__Texte présenté__.
┌──
Publié le 21 février 2022 | Poster un commentaire
• Des services publics en crise
Depuis 2019 et le développement de la pandémie, la fragilité de notre système de santé mais aussi celle de l’Éducation nationale, de la prise en charge des personnes dépendantes ont été révélées au grand jour, même si de fait ces dégradations remontent à plusieurs décennies. Depuis les années 1990 en effet, dans le cadre des politiques néolibérales adoptées à Bruxelles avec le soutien actif des pays membres de l’Union européenne, une des obsessions majeures des gouvernements a été de réduire les activités couvertes par le secteur public, pour en ouvrir le champ – et les opportunités de profit – au secteur privé, et ce, au nom du dogme de l’efficacité du marché par la dite « concurrence libre et non faussée ». Des normes ont ainsi été instaurées pour limiter les dépenses publiques. Des entreprises publiques ont été privatisées ou ouvertes à la concurrence.
└──
__Consigne__.
D'après le texte présenté, depuis quelle époque la réduction des activités du secteur public est-elle une obsession majeure des gouvernements ?

__Lignes fournies__.
┌──
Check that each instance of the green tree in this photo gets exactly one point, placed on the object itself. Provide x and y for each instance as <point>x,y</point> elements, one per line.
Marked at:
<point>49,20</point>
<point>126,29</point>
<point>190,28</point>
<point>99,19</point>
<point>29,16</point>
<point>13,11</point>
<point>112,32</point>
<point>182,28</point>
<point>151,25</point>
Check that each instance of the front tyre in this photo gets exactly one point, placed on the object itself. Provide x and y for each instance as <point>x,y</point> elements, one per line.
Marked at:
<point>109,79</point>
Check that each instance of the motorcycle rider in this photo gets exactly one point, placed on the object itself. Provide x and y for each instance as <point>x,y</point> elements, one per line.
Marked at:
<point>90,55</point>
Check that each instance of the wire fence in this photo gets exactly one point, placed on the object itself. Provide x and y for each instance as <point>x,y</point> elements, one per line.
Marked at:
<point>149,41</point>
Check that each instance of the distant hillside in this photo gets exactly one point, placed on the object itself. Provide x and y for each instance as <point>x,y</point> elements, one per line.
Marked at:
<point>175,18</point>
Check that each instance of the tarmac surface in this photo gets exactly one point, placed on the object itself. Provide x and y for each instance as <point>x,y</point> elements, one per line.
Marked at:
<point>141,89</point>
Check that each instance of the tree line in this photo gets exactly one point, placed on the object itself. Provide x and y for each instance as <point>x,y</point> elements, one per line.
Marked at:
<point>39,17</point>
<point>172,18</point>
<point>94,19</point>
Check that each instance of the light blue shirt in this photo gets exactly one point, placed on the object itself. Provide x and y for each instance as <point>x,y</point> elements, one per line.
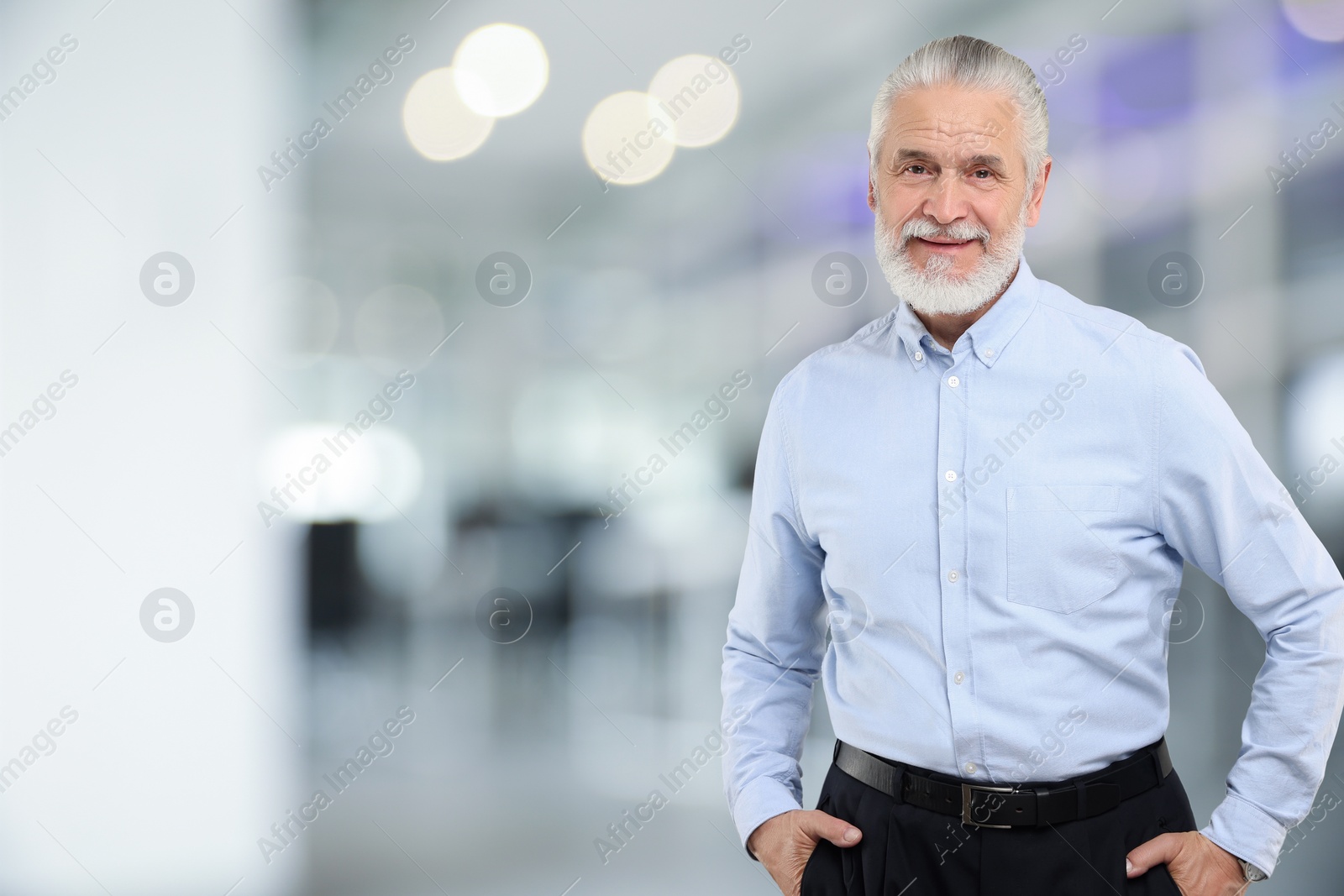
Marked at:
<point>978,553</point>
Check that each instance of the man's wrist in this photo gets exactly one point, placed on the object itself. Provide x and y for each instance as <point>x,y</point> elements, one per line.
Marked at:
<point>1250,872</point>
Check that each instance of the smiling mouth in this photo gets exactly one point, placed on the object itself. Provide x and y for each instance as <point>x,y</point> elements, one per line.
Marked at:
<point>944,244</point>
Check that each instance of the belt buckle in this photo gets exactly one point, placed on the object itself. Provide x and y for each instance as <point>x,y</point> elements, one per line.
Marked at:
<point>967,790</point>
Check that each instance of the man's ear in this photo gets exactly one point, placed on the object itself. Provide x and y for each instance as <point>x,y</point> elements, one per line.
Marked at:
<point>1038,194</point>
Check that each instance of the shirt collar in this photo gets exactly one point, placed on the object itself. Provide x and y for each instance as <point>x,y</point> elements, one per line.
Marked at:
<point>990,335</point>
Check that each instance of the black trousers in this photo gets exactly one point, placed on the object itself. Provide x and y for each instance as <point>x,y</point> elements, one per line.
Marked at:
<point>907,851</point>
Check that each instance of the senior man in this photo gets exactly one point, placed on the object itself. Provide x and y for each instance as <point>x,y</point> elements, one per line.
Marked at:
<point>969,520</point>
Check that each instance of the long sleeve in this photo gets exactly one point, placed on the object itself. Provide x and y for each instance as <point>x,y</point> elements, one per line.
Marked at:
<point>1222,510</point>
<point>774,642</point>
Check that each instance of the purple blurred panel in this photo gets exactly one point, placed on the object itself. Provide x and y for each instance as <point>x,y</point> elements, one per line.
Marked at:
<point>1148,85</point>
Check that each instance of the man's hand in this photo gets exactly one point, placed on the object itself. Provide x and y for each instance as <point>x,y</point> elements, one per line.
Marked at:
<point>784,844</point>
<point>1196,864</point>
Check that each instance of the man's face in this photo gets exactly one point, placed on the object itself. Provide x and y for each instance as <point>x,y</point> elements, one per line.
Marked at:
<point>951,187</point>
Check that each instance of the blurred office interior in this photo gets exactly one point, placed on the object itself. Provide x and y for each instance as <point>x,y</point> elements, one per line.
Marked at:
<point>475,571</point>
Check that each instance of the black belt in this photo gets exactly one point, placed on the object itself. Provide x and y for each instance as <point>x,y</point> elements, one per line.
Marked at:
<point>1016,806</point>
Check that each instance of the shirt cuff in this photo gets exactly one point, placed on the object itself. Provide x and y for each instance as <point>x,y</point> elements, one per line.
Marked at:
<point>1247,832</point>
<point>759,801</point>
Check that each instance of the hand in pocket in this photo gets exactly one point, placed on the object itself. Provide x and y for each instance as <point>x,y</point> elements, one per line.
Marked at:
<point>784,844</point>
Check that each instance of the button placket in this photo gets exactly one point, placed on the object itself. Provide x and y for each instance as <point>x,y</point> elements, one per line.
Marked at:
<point>953,425</point>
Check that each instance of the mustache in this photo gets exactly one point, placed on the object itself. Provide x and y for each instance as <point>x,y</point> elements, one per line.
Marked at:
<point>961,230</point>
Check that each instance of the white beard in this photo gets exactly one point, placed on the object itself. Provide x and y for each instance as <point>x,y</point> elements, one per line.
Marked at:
<point>936,289</point>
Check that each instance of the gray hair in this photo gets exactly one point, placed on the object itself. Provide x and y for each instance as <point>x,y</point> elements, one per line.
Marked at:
<point>969,62</point>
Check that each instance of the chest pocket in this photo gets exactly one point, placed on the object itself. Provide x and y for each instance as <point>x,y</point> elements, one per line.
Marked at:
<point>1055,562</point>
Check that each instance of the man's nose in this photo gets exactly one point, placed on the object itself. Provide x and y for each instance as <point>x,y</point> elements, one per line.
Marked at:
<point>945,203</point>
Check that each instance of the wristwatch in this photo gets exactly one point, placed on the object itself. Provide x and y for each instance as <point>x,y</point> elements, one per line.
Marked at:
<point>1252,872</point>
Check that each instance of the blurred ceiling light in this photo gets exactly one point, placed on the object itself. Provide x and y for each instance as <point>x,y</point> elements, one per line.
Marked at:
<point>1317,19</point>
<point>398,327</point>
<point>628,139</point>
<point>437,123</point>
<point>701,94</point>
<point>373,479</point>
<point>501,70</point>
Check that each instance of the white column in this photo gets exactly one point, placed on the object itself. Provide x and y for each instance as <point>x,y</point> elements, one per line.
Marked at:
<point>172,757</point>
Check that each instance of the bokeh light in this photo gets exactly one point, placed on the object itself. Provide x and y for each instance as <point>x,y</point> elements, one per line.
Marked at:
<point>437,123</point>
<point>701,96</point>
<point>376,474</point>
<point>628,139</point>
<point>1317,19</point>
<point>501,70</point>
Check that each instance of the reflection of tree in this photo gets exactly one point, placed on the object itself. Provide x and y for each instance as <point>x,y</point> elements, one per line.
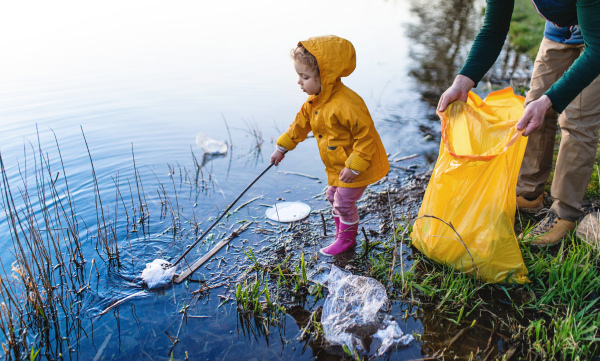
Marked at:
<point>441,39</point>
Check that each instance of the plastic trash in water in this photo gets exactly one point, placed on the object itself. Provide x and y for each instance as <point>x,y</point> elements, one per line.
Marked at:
<point>353,312</point>
<point>288,211</point>
<point>158,274</point>
<point>211,146</point>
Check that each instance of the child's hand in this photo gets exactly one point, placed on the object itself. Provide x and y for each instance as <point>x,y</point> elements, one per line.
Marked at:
<point>347,176</point>
<point>277,156</point>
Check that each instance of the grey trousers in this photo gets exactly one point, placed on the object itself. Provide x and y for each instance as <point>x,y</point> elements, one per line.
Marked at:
<point>579,124</point>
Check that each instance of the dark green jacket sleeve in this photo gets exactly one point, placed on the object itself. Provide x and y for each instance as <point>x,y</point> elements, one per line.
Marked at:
<point>587,67</point>
<point>489,41</point>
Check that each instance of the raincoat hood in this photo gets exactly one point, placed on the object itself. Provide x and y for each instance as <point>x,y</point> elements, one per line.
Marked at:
<point>336,58</point>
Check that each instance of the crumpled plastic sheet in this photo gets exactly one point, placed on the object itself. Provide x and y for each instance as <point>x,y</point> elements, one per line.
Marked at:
<point>354,311</point>
<point>211,146</point>
<point>158,273</point>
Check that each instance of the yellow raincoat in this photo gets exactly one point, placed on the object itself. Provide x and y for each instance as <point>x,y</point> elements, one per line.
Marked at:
<point>338,118</point>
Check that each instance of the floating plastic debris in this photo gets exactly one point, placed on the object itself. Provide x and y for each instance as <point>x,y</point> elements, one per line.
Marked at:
<point>353,311</point>
<point>211,146</point>
<point>158,274</point>
<point>288,211</point>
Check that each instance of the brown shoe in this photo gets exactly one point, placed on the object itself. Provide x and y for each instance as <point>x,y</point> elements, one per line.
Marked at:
<point>533,206</point>
<point>550,230</point>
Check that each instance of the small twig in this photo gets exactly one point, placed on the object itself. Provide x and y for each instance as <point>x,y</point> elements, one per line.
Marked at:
<point>459,237</point>
<point>304,329</point>
<point>364,255</point>
<point>396,248</point>
<point>300,174</point>
<point>245,204</point>
<point>324,226</point>
<point>406,158</point>
<point>120,302</point>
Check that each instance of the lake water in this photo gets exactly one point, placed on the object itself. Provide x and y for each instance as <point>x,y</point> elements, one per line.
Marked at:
<point>142,78</point>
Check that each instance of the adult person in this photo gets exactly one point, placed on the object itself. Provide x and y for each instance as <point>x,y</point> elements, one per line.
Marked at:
<point>565,81</point>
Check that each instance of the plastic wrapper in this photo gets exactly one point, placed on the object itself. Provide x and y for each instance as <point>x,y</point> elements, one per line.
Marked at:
<point>354,312</point>
<point>158,273</point>
<point>211,146</point>
<point>473,187</point>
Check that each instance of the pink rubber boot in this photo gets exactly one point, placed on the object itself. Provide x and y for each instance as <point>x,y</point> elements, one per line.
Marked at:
<point>345,239</point>
<point>337,224</point>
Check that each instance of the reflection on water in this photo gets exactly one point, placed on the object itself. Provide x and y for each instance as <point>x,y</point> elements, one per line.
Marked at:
<point>442,38</point>
<point>100,109</point>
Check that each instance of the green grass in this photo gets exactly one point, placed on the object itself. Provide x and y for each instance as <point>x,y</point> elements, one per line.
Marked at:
<point>526,29</point>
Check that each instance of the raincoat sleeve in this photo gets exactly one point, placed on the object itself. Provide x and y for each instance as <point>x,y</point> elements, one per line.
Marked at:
<point>297,132</point>
<point>363,133</point>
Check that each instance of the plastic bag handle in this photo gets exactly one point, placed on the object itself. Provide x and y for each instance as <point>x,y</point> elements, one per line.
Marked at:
<point>444,119</point>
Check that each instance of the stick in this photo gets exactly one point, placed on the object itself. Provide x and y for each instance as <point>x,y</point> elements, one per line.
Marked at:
<point>406,158</point>
<point>211,253</point>
<point>300,174</point>
<point>101,349</point>
<point>324,226</point>
<point>120,301</point>
<point>390,281</point>
<point>221,216</point>
<point>459,237</point>
<point>245,204</point>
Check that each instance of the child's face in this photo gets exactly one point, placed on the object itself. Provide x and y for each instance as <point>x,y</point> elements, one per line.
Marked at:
<point>307,80</point>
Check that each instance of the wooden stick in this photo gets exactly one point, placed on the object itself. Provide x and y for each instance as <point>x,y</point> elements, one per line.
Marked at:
<point>406,158</point>
<point>300,174</point>
<point>191,269</point>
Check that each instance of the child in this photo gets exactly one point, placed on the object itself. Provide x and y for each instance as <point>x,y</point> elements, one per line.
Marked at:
<point>349,145</point>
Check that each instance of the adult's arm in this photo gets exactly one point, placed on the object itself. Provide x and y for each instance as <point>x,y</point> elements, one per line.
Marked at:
<point>587,67</point>
<point>484,51</point>
<point>488,43</point>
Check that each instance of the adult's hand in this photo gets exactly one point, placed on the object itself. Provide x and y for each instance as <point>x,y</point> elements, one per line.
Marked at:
<point>277,157</point>
<point>459,90</point>
<point>534,115</point>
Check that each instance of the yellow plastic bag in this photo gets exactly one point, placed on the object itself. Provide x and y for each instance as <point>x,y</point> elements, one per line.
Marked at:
<point>473,187</point>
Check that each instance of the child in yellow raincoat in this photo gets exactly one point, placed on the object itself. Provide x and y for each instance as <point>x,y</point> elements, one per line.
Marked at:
<point>349,145</point>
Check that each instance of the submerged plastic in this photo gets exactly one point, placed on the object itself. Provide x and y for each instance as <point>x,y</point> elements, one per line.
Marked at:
<point>352,312</point>
<point>211,146</point>
<point>473,187</point>
<point>158,273</point>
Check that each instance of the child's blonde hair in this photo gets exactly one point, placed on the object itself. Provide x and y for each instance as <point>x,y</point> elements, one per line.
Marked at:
<point>303,56</point>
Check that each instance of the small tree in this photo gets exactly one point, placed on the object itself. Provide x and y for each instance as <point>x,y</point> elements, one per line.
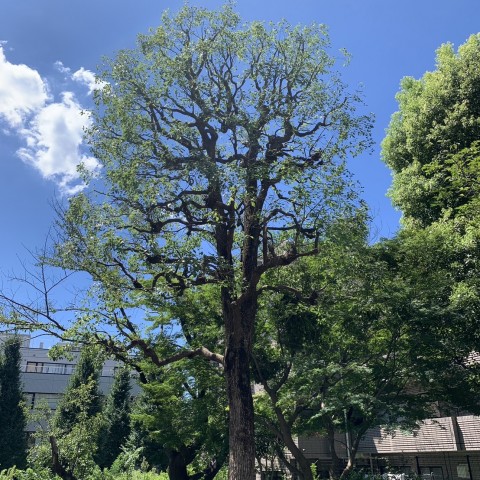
└──
__Votre réponse__.
Depuis les années 1990.